▶ _The task_
Each entry needs to be reproduced verbatim.

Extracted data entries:

※ ※ ※

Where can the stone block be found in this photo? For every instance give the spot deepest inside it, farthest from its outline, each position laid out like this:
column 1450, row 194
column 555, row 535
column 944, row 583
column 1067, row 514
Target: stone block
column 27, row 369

※ ※ ※

▶ _Completed exercise_
Where can the stone block be found in this photo? For every instance give the spot deepest inside it, farthest from its outline, each position laid out like this:
column 1450, row 194
column 555, row 535
column 944, row 583
column 1067, row 514
Target: stone block
column 27, row 369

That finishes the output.